= Text =
•••••

Step 3: MainParser determines that user input is an instance of a SplitCommand and creates a SplitCommandParser to further parse the input.

Step 4: SplitCommandParser parses the command and checks if fields like amount and names are valid. If all fields are valid, it returns a SplitCommand. Else, an error is thrown to the result box and the execution terminates.

Step 5: LogicManager uses SplitCommand#execute() to update the balances of Ledger and people involved in the transaction.

Step 6: SplitCommand#execute() calls Model#add() to add the user input into the user history. Within the function call, the actual update of balances is handled in Ledger#handleOperation().

Step 7: SplitCommand calls Model#commitUserState() after executing to save the latest state of the application.

Step 8: A CommandResult is then returned to the LogicManager which is then displayed to the user.

SplitBehaviour
Figure 19. Activity Diagram for Creating a Split Object

4.3.2. Design Considerations

Below shows how the classes involved with Ledger interact with each other.

LedgerOperationDiagram
Figure 20. Class Diagram for Operations that Deal with Ledger

Current implementation of Split class encourages code reuse by abstracting the delegating the task of rebalancing to another class.
However, this introduces coupling as the behavior of Split is now inexplicably tied to LendMoney.

4.4. Settle Up Feature: receive

This feature allows another person to send money to the user.
The balance in the Ledger and the balance of the sender is updated accordingly.

4.4.1. Current Implementation

The receive command creates ReceiveMoney class that handles the transfer of fund from another person to the user.

How receive relates to the rest of the Ledger classes can be inferred from the class diagram above.

In the handleBalance method of ReceiveMoney, it will find the correct person in the Ledger by name, or create a new Person with given name if it is not already in the Ledger.
Balance of the user and the sender is then updated accordingly.

Below is an example usage scenario for how receive would behave.

Step 1: User enters receive $/200 n/a into the command line to settle up $200 from a.

Step 2: Upon executing the command, LogicManager uses MainParser#parse() to parse the input from the user.

Step 3: MainParser determines that user input is an instance of a ReceiveCommand and creates a ReceiveCommandParser to further parse the input.

Step 4: ReceiveCommandParser parses the command and checks if fields like amount and names are valid. If all fields are valid, it returns a ReceiveCommand. Else, an error is thrown to the result box and the execution terminates.

Step 5: LogicManager uses ReceiveCommand#execute() to update the balances of Ledger and the person in the transaction.

•••••

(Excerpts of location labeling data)
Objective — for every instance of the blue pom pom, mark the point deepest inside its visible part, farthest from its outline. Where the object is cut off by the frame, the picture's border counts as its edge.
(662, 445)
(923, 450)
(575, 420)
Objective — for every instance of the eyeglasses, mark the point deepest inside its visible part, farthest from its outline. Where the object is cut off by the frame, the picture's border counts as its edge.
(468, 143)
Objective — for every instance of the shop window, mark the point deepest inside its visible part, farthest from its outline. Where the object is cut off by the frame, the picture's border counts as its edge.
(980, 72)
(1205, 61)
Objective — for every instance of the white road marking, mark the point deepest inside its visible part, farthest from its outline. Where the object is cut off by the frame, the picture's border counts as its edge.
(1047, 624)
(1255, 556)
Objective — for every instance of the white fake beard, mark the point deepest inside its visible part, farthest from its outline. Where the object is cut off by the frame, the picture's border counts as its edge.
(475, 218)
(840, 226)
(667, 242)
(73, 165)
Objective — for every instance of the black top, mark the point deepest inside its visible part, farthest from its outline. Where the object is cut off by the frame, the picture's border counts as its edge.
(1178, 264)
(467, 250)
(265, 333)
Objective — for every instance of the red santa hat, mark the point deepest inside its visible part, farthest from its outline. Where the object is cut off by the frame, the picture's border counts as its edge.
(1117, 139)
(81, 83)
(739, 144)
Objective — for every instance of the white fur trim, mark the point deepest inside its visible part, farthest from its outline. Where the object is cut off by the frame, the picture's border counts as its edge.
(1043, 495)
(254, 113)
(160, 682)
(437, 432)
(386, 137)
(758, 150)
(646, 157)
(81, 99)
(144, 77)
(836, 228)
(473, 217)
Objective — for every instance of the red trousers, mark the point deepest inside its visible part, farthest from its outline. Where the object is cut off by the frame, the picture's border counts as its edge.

•••••

Please set down the stretch of the text on the split and receive commands from "Below is an" through "person in the transaction.", word for word.

Below is an example usage scenario for how receive would behave.

Step 1: User enters receive $/200 n/a into the command line to settle up $200 from a.

Step 2: Upon executing the command, LogicManager uses MainParser#parse() to parse the input from the user.

Step 3: MainParser determines that user input is an instance of a ReceiveCommand and creates a ReceiveCommandParser to further parse the input.

Step 4: ReceiveCommandParser parses the command and checks if fields like amount and names are valid. If all fields are valid, it returns a ReceiveCommand. Else, an error is thrown to the result box and the execution terminates.

Step 5: LogicManager uses ReceiveCommand#execute() to update the balances of Ledger and the person in the transaction.